— Start Supplied material —

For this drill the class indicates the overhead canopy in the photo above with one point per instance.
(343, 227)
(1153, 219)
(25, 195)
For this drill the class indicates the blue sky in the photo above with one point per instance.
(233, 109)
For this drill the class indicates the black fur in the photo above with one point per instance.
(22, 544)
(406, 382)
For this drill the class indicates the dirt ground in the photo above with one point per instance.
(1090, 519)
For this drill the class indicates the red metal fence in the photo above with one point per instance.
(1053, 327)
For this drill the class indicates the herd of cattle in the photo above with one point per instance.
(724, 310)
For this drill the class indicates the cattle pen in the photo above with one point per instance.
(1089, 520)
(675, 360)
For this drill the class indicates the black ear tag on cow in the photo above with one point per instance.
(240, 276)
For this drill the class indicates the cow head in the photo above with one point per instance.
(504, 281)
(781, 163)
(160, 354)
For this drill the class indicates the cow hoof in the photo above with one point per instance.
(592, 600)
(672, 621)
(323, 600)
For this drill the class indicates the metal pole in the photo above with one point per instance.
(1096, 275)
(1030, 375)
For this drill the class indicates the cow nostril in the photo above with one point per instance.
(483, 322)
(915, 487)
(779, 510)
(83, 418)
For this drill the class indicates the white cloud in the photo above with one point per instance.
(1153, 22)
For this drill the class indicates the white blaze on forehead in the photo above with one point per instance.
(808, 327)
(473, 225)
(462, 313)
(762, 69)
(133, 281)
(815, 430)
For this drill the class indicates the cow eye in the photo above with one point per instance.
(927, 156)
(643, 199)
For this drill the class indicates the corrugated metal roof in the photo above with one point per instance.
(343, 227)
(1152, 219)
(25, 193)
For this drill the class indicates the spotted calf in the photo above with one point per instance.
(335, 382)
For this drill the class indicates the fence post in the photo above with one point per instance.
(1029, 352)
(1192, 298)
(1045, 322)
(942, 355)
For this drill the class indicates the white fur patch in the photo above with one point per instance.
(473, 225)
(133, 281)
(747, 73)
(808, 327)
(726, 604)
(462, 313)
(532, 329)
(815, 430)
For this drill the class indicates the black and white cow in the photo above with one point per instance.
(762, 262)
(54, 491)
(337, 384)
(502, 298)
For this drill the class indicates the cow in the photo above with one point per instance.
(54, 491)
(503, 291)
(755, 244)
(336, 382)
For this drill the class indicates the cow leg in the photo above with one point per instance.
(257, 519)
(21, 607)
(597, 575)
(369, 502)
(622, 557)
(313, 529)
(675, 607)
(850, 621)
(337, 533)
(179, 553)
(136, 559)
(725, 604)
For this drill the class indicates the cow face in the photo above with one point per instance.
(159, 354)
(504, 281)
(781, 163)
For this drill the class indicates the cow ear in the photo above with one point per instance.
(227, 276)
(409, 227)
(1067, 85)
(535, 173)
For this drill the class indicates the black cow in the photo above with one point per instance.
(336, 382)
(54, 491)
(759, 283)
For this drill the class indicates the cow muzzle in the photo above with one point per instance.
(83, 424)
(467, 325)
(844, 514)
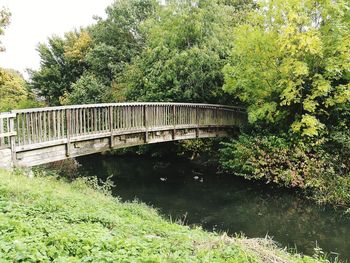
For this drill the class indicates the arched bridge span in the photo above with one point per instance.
(31, 137)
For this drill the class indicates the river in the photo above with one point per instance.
(194, 194)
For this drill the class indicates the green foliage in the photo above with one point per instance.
(186, 47)
(14, 93)
(88, 89)
(291, 63)
(46, 220)
(62, 65)
(287, 162)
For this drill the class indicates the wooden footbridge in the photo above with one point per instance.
(36, 136)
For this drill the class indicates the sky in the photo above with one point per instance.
(33, 21)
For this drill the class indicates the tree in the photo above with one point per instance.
(88, 89)
(186, 47)
(14, 92)
(291, 63)
(62, 64)
(101, 50)
(4, 22)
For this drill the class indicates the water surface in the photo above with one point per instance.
(197, 195)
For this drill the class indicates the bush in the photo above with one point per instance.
(280, 160)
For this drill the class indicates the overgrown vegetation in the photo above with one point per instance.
(288, 63)
(44, 219)
(14, 92)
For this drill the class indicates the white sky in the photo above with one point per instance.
(32, 21)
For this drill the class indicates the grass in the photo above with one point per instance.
(44, 219)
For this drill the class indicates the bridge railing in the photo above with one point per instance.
(68, 123)
(7, 130)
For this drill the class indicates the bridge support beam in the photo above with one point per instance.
(30, 137)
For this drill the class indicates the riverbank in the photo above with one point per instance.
(45, 219)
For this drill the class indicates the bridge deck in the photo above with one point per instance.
(35, 136)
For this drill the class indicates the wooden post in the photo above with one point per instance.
(145, 122)
(111, 126)
(68, 124)
(197, 122)
(2, 140)
(174, 122)
(13, 139)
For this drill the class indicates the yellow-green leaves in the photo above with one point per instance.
(4, 21)
(294, 55)
(308, 126)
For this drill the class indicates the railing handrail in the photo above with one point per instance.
(102, 105)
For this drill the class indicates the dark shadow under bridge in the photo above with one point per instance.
(31, 137)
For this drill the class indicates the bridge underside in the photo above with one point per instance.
(41, 153)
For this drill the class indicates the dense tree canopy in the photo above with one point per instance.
(187, 45)
(101, 50)
(4, 21)
(291, 63)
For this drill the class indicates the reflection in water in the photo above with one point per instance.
(186, 191)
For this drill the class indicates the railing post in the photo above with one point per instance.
(145, 120)
(111, 125)
(68, 124)
(13, 139)
(174, 123)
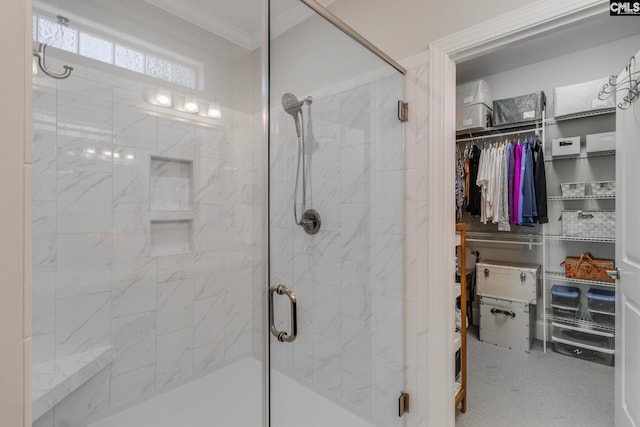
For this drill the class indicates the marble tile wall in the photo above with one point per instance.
(348, 278)
(105, 169)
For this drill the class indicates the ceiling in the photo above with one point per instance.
(238, 21)
(600, 30)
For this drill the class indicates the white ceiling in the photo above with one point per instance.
(239, 21)
(595, 32)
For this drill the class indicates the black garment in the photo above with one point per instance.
(474, 191)
(540, 182)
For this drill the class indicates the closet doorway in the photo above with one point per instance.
(594, 48)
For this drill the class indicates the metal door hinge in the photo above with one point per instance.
(403, 404)
(403, 111)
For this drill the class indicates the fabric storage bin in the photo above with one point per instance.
(601, 340)
(569, 146)
(604, 357)
(564, 296)
(601, 142)
(601, 300)
(508, 324)
(473, 117)
(564, 313)
(589, 224)
(477, 92)
(580, 98)
(572, 189)
(603, 319)
(518, 109)
(603, 188)
(508, 280)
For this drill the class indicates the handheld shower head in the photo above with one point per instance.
(292, 106)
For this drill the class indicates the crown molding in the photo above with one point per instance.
(534, 19)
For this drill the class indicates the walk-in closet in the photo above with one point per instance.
(534, 122)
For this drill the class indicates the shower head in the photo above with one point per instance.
(294, 107)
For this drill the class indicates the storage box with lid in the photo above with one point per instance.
(572, 189)
(476, 92)
(580, 98)
(473, 118)
(589, 224)
(603, 188)
(569, 146)
(508, 280)
(598, 142)
(518, 109)
(508, 324)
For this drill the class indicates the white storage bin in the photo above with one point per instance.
(508, 280)
(569, 146)
(589, 224)
(508, 324)
(477, 92)
(605, 141)
(473, 117)
(572, 189)
(603, 188)
(580, 98)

— End Supplied material —

_What you will do:_
Each entry above should be reproduced exactly, with the pictures removed.

_Exercise response:_
For this drill the class indicates the overhead canopy in the photo above with one point per instance.
(343, 227)
(1153, 219)
(25, 195)
For this drill the class indicates the blue sky in the photo above with one point per instance.
(233, 109)
For this drill the class indicates the black fur in the photo above with one point per instance.
(22, 544)
(406, 382)
For this drill the class indicates the dirt ground in the photo above with one point per instance.
(1090, 519)
For this drill the class indicates the red metal fence in the photo above with one point per instance.
(1053, 327)
For this drill the class indicates the herd of cattle in the photo above with one point per instance.
(724, 310)
For this drill the class indicates the cattle pen in the photo above with one point per instance.
(1089, 520)
(675, 360)
For this drill the class indicates the black ear tag on cow in the photo above with one point per instance.
(240, 276)
For this drill the class indicates the cow head in the photo above with one point per instance.
(504, 281)
(781, 163)
(160, 354)
For this drill the class indicates the cow hoof in the photo above with one point per instance.
(592, 600)
(672, 621)
(323, 600)
For this drill the class indicates the metal pole in the photo above with one point per instance.
(1096, 275)
(1030, 375)
For this drill the class indicates the cow nostril in the photo above with one point per instance.
(483, 322)
(915, 487)
(779, 510)
(83, 418)
For this drill the class indicates the white cloud in the photo above with one point per instance.
(1153, 22)
For this drill the class indicates the white blaze on forehead in the photo above with one point per instance.
(808, 327)
(473, 225)
(462, 313)
(762, 69)
(133, 281)
(815, 430)
For this drill the class indicates the cow eye in the photo above with one point per instance.
(927, 156)
(643, 199)
For this drill the class indicates the corrugated metal roof in the photo above with one point per instance.
(343, 227)
(1152, 219)
(25, 193)
For this drill the class indicates the spotted calf in the photo above with one point per instance.
(335, 382)
For this drill the class indicates the fence post in the photo above with one point per instance.
(1029, 352)
(1192, 298)
(1045, 322)
(942, 355)
For this drill the class indicates the white fur patch in the photo above with one point per instance.
(473, 225)
(133, 281)
(747, 73)
(808, 327)
(726, 604)
(462, 313)
(532, 329)
(815, 430)
For this drill the class indicates the black and white cow in the photo above with one point per instance.
(762, 262)
(54, 491)
(337, 384)
(502, 298)
For this drill the class indicates the cow in the photo above with one point per instance.
(54, 491)
(503, 291)
(755, 244)
(336, 382)
For this drill the class indicates the cow leg in the photo above with one point per instance.
(257, 519)
(21, 607)
(597, 575)
(369, 502)
(622, 557)
(313, 529)
(675, 607)
(850, 621)
(337, 533)
(179, 553)
(136, 559)
(725, 604)
For this drill the class indicates the cow face in the photo above with one point per instance.
(159, 354)
(504, 281)
(781, 163)
For this drill the class indicates the cow ear in the photo above with one point per instance.
(227, 276)
(409, 227)
(1067, 85)
(535, 173)
For this drill the class indicates the black cow in the photo above with one point per instance.
(336, 382)
(54, 491)
(759, 283)
For this drill the class indicates the cow muzzle in the photo above with one point per instance.
(83, 424)
(467, 325)
(844, 514)
For this drill the class indicates the arched bridge span in the photo above with one point per instance.
(31, 137)
For this drill the class indicates the river in the photo above with one point per instance.
(194, 194)
For this drill the class indicates the green foliage in the photo above with one point per instance.
(186, 47)
(14, 93)
(88, 89)
(291, 63)
(46, 220)
(62, 65)
(287, 162)
For this drill the class indicates the wooden footbridge in the photo above with one point per instance.
(36, 136)
For this drill the class indicates the sky in the photo above with one point per instance.
(33, 21)
For this drill the class indicates the tree in the photo above with one point per instance.
(88, 89)
(186, 47)
(14, 92)
(291, 63)
(62, 64)
(101, 50)
(4, 22)
For this drill the class indicates the water surface in the photo above with one point per instance.
(197, 195)
For this drill the class indicates the bush in the photo above with one point per instance.
(280, 160)
For this drill the class indicates the overgrown vegetation in the photo above with one point per instance.
(288, 63)
(44, 219)
(14, 92)
For this drill the class indicates the white sky in the photo above with one point per instance.
(32, 21)
For this drill the class indicates the grass in the photo above with one point per instance.
(44, 219)
For this drill the class indicates the bridge railing in the photo above with one point per instance.
(68, 123)
(7, 130)
For this drill the class indicates the bridge support beam in the photo above with one point per instance.
(30, 137)
For this drill the class indicates the riverbank in the photo above with one point per instance.
(45, 219)
For this drill the class indicates the bridge deck in the photo above with one point per instance.
(35, 136)
For this drill the class indicates the wooden post in the photo above with one point per instance.
(145, 122)
(111, 126)
(68, 124)
(197, 122)
(2, 140)
(174, 122)
(13, 139)
For this drill the class indicates the yellow-green leaves in the photo above with one point per instance.
(4, 21)
(294, 55)
(308, 126)
For this drill the class indicates the railing handrail in the photo above with one point per instance.
(102, 105)
For this drill the class indicates the dark shadow under bridge in the photo above with one point per instance.
(31, 137)
For this drill the class indicates the bridge underside in the photo above with one point per instance.
(41, 153)
For this drill the class indicates the dense tree canopy in the photo above with one point per instance.
(187, 45)
(101, 50)
(4, 21)
(291, 63)
For this drill the class indicates the reflection in water in the photo above with one point per instance.
(186, 191)
For this drill the class indicates the railing post in the photo above with one point per instance.
(145, 120)
(111, 125)
(68, 124)
(13, 139)
(174, 123)
For this drill the class indicates the marble tile wall in the photo above with one point per instance.
(348, 278)
(105, 169)
For this drill the class indicates the ceiling in the photo above with one point per instance.
(238, 21)
(600, 30)
For this drill the class indicates the white ceiling in the photo above with one point per instance.
(239, 21)
(595, 32)
For this drill the class indicates the black garment in the photo above with one point per instance.
(474, 191)
(540, 182)
For this drill the class indicates the closet doorway in the photo above with one point per instance.
(594, 48)
For this drill the class indicates the metal door hinge in the photo above with one point per instance.
(403, 404)
(403, 111)
For this drill the class indicates the fabric storage bin in the photo above with one point per instance.
(601, 340)
(569, 146)
(604, 357)
(564, 296)
(601, 142)
(601, 300)
(508, 324)
(473, 117)
(564, 313)
(589, 224)
(477, 92)
(580, 98)
(572, 189)
(603, 319)
(518, 109)
(603, 188)
(508, 280)
For this drill the class indicates the handheld shower head in the photo above with one point per instance.
(292, 106)
For this drill the class indicates the crown molding in the photo above with one point per instance.
(534, 19)
For this drill the class indicates the walk-in closet in the photo above with one point per instance.
(534, 122)
For this drill the class indicates the shower head in the photo above with one point per instance.
(294, 107)
For this drill the class indicates the storage box with lid in the photo above with one point per instance.
(572, 189)
(476, 92)
(580, 98)
(473, 118)
(589, 224)
(603, 188)
(569, 146)
(508, 280)
(598, 142)
(518, 109)
(508, 324)
For this drill the class indicates the white storage bin in the photo above with one point per instance.
(508, 280)
(569, 146)
(589, 224)
(508, 324)
(477, 92)
(605, 141)
(473, 117)
(572, 189)
(603, 188)
(580, 98)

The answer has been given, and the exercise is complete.